BEGIN Source records

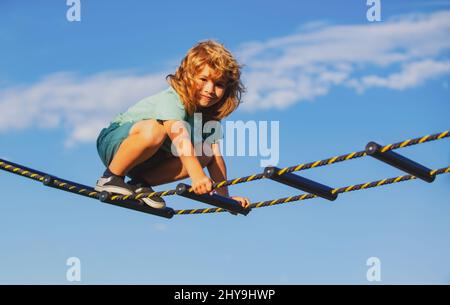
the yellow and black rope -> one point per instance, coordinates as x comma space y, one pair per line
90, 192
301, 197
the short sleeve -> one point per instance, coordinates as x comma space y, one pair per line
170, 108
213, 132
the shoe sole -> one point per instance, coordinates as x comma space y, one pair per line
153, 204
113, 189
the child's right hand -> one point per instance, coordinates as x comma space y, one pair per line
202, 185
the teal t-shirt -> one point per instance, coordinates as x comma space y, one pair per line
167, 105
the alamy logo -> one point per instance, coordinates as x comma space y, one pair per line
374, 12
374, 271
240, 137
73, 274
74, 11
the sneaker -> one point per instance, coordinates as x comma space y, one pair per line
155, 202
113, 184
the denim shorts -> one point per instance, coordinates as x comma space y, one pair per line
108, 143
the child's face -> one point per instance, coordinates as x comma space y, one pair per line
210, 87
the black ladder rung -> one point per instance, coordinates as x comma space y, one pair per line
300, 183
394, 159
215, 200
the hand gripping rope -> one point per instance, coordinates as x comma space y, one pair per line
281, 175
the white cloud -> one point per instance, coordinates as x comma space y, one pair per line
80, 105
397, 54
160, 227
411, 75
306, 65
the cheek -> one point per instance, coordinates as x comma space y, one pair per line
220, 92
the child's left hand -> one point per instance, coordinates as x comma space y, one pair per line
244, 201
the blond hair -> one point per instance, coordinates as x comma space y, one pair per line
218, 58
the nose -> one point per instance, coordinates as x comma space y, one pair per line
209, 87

END Source records

● The problem:
Every line from the one containing "the nose ->" to the end of the entries must be set down exactly, with none omitted and none added.

● Response area:
the nose -> one point per instance, coordinates as x comma space y, one pair per line
209, 87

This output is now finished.